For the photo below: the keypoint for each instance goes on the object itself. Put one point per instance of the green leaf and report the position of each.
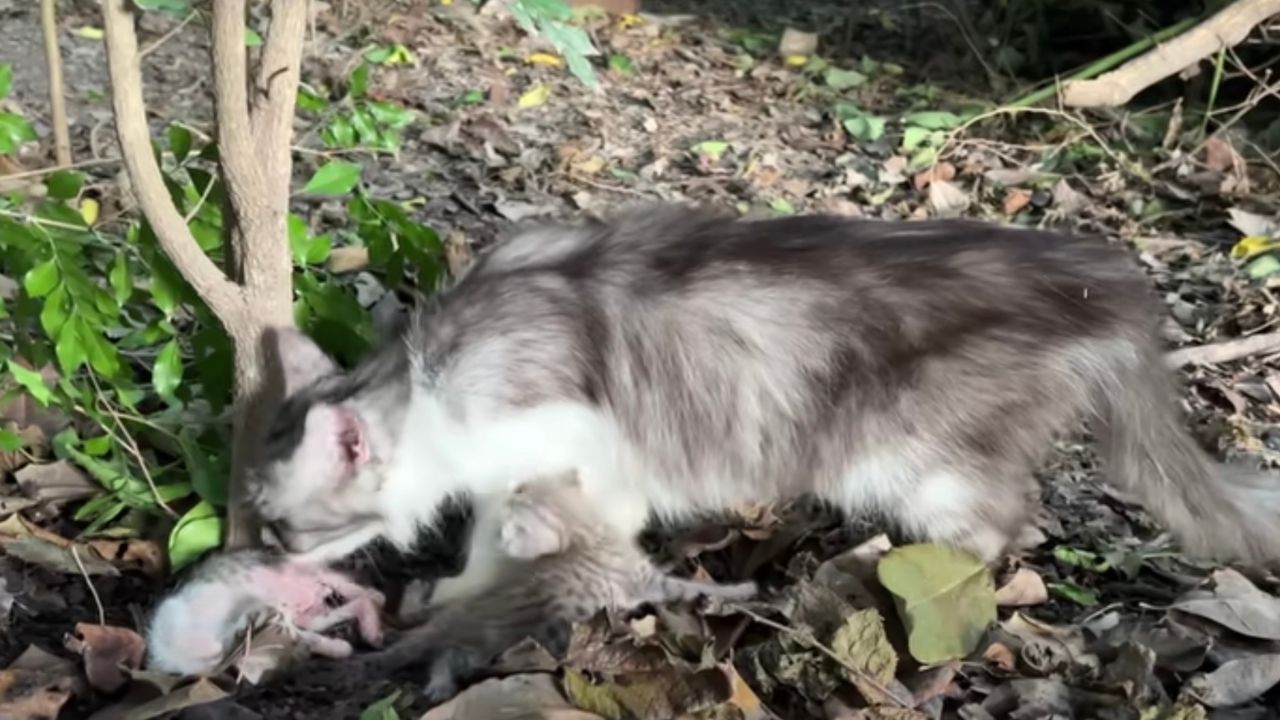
(206, 477)
(383, 709)
(336, 177)
(69, 349)
(840, 78)
(179, 142)
(32, 382)
(359, 82)
(10, 441)
(41, 279)
(1073, 592)
(64, 185)
(712, 149)
(167, 373)
(14, 132)
(945, 596)
(196, 533)
(1264, 267)
(933, 119)
(867, 128)
(914, 137)
(120, 279)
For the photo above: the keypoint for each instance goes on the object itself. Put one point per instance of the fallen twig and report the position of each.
(1225, 351)
(1226, 28)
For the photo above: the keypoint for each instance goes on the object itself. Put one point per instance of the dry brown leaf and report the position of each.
(1023, 589)
(56, 482)
(1016, 199)
(1001, 656)
(947, 200)
(109, 652)
(940, 172)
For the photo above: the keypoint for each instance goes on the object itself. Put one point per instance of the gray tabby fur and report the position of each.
(565, 566)
(682, 361)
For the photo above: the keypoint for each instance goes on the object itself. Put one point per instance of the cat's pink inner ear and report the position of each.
(352, 440)
(301, 359)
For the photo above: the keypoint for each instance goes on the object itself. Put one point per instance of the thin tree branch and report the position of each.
(131, 122)
(56, 92)
(1226, 28)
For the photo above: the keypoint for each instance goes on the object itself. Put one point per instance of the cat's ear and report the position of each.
(301, 359)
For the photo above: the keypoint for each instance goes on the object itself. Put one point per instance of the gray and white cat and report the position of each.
(565, 565)
(685, 361)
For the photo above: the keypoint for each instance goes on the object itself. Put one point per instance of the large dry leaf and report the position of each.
(946, 598)
(1235, 604)
(71, 560)
(862, 645)
(56, 482)
(109, 654)
(36, 686)
(517, 697)
(649, 696)
(1237, 682)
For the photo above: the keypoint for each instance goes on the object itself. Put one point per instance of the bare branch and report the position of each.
(1226, 28)
(56, 94)
(173, 233)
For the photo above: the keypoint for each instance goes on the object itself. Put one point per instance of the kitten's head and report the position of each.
(318, 479)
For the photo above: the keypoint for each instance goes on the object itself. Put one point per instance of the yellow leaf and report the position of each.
(88, 210)
(1252, 245)
(534, 96)
(544, 59)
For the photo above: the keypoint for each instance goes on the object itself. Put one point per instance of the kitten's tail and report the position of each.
(1219, 511)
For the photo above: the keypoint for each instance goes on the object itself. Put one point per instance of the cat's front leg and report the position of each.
(484, 554)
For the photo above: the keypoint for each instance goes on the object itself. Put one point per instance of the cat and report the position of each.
(684, 361)
(195, 628)
(563, 566)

TO DO –
Every entry above should come back exactly as written, except for its pictures.

TASK OUTPUT –
For the photo below: the keypoint for each instance goes on the object itself. Put one point per instance of the green leaf and report the position of each.
(206, 477)
(383, 709)
(336, 177)
(69, 349)
(840, 78)
(179, 142)
(32, 382)
(359, 82)
(10, 441)
(41, 279)
(1073, 592)
(64, 185)
(712, 149)
(167, 373)
(14, 132)
(945, 596)
(196, 533)
(1264, 267)
(933, 119)
(867, 128)
(914, 137)
(120, 279)
For the photo above: the keypoint for each instance goes on the object itself. Put one point per instance of the fallen twig and report the position of each.
(1225, 351)
(1226, 28)
For the photo above: the keypoint for each instance goes on the object itself. Put one point per instance of the dry brown leaf and report the position of each.
(1023, 589)
(56, 482)
(1016, 199)
(1001, 656)
(947, 200)
(109, 652)
(940, 172)
For the photo above: the keypoint for each instance goes on the object itself. Put one point per instance of the gray tabby fur and report the position of each.
(565, 566)
(682, 361)
For the photo above: the keypoint for each instance goes on the object itself. Put one point per instance of the cat's pink inner ear and report the position of each.
(352, 440)
(301, 359)
For the photo above: the keypoint for each instance goes on the object itself. Put one point per instance of the thin tree branch and report the position of each.
(131, 122)
(56, 92)
(1226, 28)
For the photo above: the keypoint for each instance goes on the object itself. Put one point per instance of the cat's ear and report the position of each.
(301, 359)
For the photo above: the keypoint for each instance goes on the object itself. Put one point per instance of the gray and white cat and report the position of each.
(565, 565)
(685, 361)
For the photo above: the keypoint for each instance goes on the object itself. Put one point per instance of the large dry leaf and report the position of each.
(946, 598)
(1235, 604)
(71, 560)
(862, 645)
(56, 482)
(109, 654)
(36, 686)
(517, 697)
(649, 696)
(1237, 682)
For the photo above: the keypoint for each instance goes on the object itself. Put one point per instance of the bare branch and report the position of each.
(1226, 28)
(56, 94)
(173, 233)
For the photo above: the keypoint for each instance goes on the object itself. Put one point per instance of the kitten's head and report the position of each.
(318, 479)
For the photo above: the keypoint for each instance goes on the object itself. Put one point per instance of the yellow leaf and report the position of each.
(88, 210)
(1252, 245)
(534, 96)
(544, 59)
For the photo above: the keypoint for each instance goes on the object itself. Put one point per instance of the kitten's tail and report the position of each.
(1219, 511)
For the photo above: the keypoint for each instance goes on the object itself. Put one point per instance of the cat's front leg and report the position of each.
(484, 554)
For the photo above: the keypoint for each instance goes on the object itself. Put one point per instance of the cat and report the position of each.
(684, 361)
(195, 628)
(563, 566)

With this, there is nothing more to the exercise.